Entries from an annotation dataset:
========================================
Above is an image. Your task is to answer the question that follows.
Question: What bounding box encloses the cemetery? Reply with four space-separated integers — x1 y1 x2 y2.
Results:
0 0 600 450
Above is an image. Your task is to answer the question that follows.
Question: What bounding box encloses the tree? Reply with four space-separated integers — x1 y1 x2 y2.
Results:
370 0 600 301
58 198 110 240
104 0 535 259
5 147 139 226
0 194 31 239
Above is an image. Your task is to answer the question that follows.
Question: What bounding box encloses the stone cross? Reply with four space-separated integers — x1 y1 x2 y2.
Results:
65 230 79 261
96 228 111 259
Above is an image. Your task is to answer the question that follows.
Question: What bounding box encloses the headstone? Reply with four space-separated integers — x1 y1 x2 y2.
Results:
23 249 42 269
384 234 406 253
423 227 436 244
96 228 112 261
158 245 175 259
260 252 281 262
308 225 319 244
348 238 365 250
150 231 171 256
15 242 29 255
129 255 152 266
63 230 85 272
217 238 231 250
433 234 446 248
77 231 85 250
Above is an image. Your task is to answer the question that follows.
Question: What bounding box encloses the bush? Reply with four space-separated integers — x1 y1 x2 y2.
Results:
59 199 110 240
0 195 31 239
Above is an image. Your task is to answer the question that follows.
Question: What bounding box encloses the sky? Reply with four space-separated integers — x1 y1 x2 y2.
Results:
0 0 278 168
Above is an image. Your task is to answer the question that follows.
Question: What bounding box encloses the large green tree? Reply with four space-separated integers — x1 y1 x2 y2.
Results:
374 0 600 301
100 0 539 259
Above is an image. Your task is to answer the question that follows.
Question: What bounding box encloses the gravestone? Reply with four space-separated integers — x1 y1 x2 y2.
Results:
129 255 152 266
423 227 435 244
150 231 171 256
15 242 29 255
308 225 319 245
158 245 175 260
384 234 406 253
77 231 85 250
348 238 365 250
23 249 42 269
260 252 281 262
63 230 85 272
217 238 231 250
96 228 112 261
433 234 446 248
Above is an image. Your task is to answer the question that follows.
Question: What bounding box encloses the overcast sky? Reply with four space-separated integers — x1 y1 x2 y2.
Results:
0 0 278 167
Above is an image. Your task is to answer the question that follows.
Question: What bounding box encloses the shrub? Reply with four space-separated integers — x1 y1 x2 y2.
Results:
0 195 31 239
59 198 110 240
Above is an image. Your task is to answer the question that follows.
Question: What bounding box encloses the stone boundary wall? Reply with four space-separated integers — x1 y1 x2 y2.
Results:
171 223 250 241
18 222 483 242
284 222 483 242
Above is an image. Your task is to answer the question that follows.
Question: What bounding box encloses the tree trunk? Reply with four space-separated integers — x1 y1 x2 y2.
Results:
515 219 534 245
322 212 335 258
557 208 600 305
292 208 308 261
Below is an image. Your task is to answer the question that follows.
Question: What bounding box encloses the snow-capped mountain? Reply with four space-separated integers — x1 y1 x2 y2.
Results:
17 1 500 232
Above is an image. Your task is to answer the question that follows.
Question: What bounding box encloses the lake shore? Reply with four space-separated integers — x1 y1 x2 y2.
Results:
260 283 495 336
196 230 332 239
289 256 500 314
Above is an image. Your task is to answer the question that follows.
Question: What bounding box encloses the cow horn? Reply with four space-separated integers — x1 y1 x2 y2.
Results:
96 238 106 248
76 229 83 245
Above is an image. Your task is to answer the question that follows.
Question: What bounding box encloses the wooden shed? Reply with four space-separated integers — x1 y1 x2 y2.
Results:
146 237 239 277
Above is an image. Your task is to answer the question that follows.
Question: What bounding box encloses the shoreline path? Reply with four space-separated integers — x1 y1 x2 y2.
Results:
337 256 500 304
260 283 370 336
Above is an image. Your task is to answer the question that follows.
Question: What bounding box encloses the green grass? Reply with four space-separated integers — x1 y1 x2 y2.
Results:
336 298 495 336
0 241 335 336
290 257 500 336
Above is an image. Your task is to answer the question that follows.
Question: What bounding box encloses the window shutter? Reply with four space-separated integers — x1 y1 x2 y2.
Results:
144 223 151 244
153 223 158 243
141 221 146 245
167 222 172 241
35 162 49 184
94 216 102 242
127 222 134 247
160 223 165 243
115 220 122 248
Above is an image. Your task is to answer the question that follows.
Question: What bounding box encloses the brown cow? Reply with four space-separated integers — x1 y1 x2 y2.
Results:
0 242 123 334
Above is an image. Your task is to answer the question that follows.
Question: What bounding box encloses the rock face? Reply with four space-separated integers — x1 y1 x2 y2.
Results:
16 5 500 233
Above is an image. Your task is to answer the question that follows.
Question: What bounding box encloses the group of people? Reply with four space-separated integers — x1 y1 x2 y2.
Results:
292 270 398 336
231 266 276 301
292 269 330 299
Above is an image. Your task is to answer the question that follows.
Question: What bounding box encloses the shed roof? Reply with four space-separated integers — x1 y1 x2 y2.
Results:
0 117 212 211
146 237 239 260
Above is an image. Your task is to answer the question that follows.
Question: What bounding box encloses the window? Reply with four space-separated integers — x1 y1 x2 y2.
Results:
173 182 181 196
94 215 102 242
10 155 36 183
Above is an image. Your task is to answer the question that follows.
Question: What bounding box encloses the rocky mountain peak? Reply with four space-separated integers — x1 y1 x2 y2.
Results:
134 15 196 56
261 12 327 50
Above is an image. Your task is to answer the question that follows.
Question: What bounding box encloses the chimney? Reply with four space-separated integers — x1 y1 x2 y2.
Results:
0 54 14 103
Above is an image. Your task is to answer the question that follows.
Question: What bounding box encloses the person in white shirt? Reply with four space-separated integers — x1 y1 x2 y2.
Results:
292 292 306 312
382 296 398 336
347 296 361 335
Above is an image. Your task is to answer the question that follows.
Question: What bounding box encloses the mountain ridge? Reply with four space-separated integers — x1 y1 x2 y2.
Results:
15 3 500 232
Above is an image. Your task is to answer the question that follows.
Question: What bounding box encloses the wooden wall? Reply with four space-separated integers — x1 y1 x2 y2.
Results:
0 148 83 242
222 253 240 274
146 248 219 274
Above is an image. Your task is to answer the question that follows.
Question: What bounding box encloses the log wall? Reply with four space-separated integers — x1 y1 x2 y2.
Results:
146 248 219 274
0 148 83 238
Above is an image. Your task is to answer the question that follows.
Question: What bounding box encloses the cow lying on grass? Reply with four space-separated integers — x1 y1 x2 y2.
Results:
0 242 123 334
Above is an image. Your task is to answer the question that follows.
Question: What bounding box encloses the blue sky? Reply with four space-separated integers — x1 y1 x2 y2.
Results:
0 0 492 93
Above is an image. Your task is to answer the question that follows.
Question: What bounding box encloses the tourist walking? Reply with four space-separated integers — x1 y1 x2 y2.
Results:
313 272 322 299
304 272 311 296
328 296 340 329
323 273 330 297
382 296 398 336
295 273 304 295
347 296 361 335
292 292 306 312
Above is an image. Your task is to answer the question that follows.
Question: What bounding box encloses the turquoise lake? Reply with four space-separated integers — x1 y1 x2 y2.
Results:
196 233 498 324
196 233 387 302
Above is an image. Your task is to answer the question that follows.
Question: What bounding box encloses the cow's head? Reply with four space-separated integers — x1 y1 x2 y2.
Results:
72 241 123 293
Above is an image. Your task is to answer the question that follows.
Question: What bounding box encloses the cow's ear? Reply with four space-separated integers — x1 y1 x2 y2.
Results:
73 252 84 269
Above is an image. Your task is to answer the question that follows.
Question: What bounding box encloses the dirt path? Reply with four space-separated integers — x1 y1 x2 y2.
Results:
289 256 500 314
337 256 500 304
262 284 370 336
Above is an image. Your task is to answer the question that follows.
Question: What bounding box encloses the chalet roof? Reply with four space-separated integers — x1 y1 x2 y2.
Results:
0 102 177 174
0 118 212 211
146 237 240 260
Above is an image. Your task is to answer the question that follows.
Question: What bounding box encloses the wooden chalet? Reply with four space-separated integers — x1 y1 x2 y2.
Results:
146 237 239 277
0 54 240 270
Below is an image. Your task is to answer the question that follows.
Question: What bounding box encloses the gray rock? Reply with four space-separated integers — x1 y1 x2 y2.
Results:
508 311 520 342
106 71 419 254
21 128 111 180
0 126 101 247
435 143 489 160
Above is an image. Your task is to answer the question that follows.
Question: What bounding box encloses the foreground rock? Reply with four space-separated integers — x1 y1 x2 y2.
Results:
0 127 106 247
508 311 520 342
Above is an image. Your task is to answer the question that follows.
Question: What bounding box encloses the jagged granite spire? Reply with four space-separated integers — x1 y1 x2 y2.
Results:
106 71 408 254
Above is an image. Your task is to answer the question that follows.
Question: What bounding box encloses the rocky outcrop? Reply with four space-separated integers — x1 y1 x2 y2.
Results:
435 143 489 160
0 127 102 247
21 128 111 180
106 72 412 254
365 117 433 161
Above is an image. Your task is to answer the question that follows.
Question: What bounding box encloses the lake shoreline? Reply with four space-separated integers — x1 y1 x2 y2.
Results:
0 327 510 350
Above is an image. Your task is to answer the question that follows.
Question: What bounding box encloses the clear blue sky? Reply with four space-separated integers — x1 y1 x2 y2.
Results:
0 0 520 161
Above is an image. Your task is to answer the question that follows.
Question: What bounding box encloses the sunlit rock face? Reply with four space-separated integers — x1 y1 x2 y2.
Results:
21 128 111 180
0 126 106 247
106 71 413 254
========================================
Convert the records above, from the start through the line that contains "0 0 278 168", into a two-column CSV with the columns input and output and one row per record. Put each record's text under input and its answer under output, each as a single quoted field with line breaks replaced by spaces.

Answer for this exercise:
input,output
"Above is an image. Your task is to answer the question that follows. Question: What bounding box encloses the cemetery? Reply with four space-separated integers — x1 y1 x2 y2. Results:","0 0 600 450"
"Above is an image. Your task is to answer the question that follows. Question: What bounding box encloses the tree? Reply with four space-separated integers — x1 y1 x2 y2. Results:","370 0 600 301 58 198 110 240 104 0 535 259 5 147 139 226 0 194 31 239"
"Above is an image. Your task is to answer the question that follows. Question: What bounding box encloses the stone cross? Reply with four space-separated integers — x1 y1 x2 y2. Results:","65 230 79 261 96 228 111 259"
"Above is an image. Your task is to answer the question that follows. Question: What bounding box encloses the headstone? Reply with four space-separated integers — x1 y1 x2 y2. Results:","23 249 42 269 384 234 406 253 423 227 436 244 96 228 112 261 158 245 175 259 260 252 281 262 308 225 319 244 348 238 365 250 150 231 171 256 15 242 29 255 129 255 152 266 63 230 85 272 217 238 231 250 433 234 446 248 77 231 85 250"
"Above is an image. Your task is to answer the question that follows. Question: What bounding box encloses the bush? Reply with four space-separated integers — x1 y1 x2 y2. Results:","59 199 110 240 0 195 31 239"
"Above is an image. Your task is to answer the question that follows. Question: What bounding box encloses the sky? Reply with four space-separated integers — x1 y1 x2 y2. Results:","0 0 278 168"